[Annotated coordinate records]

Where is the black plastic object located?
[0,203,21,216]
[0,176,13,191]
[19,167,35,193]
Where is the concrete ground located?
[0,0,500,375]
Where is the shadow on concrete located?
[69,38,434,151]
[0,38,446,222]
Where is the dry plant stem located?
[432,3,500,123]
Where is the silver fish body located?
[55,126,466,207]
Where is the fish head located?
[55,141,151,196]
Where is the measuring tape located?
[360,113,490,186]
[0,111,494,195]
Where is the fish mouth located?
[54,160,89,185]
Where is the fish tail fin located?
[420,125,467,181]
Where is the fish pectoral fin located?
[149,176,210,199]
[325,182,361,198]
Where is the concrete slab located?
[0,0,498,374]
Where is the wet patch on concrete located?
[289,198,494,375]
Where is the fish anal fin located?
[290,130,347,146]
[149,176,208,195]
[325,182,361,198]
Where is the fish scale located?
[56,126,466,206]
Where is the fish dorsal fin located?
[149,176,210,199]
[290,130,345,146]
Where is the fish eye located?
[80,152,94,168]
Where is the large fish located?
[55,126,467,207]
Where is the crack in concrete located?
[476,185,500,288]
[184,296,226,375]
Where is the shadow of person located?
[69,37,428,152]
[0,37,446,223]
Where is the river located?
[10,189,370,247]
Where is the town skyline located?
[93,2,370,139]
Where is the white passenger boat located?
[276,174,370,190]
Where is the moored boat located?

WORK TO BE COMPLETED: Give every line of the records above as a Markdown table with the columns Row and Record. Number the rows in order and leave out any blank lines.

RESULT OF THIS TASK:
| Row | Record |
|---|---|
| 1 | Where is the black plastic object located? |
| 2 | [0,203,21,216] |
| 3 | [0,176,13,191] |
| 4 | [19,167,35,193] |
| 5 | Where is the concrete ground located? |
| 6 | [0,0,500,375] |
| 7 | Where is the shadow on concrete located? |
| 8 | [69,38,434,151] |
| 9 | [0,38,446,222] |
| 10 | Where is the dry plant stem located? |
| 11 | [432,3,500,123] |
| 12 | Where is the silver fish body located? |
| 13 | [55,126,466,207] |
| 14 | Where is the fish head located? |
| 15 | [55,141,151,196] |
| 16 | Where is the measuring tape located? |
| 17 | [360,113,490,186] |
| 18 | [0,111,494,195] |
| 19 | Where is the fish mouth located? |
| 20 | [54,160,89,185] |
| 21 | Where is the fish tail fin located? |
| 22 | [420,125,467,181] |
| 23 | Where is the fish pectoral fin located? |
| 24 | [149,176,210,199] |
| 25 | [325,182,361,198] |
| 26 | Where is the concrete slab located? |
| 27 | [0,0,498,374] |
| 28 | Where is the wet patch on concrete located? |
| 29 | [289,198,494,375] |
| 30 | Where is the fish anal fin located? |
| 31 | [290,130,347,146] |
| 32 | [149,176,208,195] |
| 33 | [325,182,361,198] |
| 34 | Where is the fish scale located? |
| 35 | [56,126,466,206] |
| 36 | Where is the fish dorsal fin located? |
| 37 | [149,176,210,199] |
| 38 | [290,130,345,146] |
| 39 | Where is the fish eye located? |
| 40 | [80,152,94,168] |
| 41 | Where is the large fish located? |
| 42 | [55,126,467,207] |
| 43 | Where is the crack in concrete located? |
| 44 | [476,185,500,288] |
| 45 | [184,296,226,375] |
| 46 | Where is the shadow of person located? |
| 47 | [69,37,428,152] |
| 48 | [0,37,446,223] |
| 49 | Where is the river located? |
| 50 | [10,189,370,247] |
| 51 | Where is the town skyline located? |
| 52 | [93,2,370,139] |
| 53 | Where is the white passenger boat located? |
| 54 | [276,174,370,190] |
| 55 | Where is the moored boat located? |